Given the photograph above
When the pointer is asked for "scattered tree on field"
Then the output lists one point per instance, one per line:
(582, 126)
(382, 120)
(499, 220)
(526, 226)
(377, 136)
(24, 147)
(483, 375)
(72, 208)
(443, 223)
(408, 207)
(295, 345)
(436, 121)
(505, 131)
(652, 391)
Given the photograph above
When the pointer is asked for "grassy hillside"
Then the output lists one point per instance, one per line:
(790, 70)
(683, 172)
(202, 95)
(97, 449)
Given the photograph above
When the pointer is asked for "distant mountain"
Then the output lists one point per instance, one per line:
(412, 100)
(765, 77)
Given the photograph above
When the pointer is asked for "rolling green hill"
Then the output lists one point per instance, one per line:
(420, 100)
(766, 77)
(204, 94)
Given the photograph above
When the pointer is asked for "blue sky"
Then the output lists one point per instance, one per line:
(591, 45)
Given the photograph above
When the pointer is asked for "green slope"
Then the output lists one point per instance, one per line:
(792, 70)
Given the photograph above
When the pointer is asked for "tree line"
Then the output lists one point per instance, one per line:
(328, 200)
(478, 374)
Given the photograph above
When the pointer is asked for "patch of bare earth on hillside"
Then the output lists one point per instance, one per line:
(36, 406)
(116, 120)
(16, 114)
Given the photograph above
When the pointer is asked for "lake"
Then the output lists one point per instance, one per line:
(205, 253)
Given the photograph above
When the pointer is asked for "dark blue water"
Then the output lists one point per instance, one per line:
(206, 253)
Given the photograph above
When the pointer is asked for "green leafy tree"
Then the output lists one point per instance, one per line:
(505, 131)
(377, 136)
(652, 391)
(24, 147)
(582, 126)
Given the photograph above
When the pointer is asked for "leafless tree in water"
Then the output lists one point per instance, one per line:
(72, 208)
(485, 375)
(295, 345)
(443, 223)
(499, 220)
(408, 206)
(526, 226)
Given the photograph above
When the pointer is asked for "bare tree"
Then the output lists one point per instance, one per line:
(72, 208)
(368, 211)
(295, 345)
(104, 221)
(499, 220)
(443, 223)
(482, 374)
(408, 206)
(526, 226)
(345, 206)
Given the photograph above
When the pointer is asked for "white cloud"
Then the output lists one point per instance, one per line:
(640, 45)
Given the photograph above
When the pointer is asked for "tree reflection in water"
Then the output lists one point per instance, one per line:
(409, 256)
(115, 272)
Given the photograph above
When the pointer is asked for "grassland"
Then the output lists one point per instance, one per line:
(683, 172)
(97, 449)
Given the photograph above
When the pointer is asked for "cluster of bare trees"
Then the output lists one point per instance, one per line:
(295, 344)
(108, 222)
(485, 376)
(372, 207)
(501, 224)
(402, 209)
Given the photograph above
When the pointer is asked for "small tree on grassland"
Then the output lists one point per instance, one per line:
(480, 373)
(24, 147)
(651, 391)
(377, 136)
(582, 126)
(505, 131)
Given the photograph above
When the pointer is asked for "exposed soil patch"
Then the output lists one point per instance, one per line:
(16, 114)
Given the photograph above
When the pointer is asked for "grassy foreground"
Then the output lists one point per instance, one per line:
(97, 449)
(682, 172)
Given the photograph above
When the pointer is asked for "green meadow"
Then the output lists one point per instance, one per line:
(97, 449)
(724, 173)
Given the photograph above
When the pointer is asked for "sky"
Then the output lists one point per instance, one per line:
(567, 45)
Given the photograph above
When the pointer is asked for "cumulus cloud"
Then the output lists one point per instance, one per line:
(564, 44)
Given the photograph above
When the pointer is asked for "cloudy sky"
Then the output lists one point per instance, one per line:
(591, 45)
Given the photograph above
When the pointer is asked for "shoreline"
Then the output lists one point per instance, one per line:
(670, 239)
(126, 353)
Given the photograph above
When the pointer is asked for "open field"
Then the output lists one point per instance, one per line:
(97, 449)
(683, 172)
══════
WHAT IS NEEDED: Set out every line from the material that contains the string "grassland".

SOLUTION TO THIS TASK:
When the pointer is asked for "grassland"
When the pointer is asked for "small tree on grassland"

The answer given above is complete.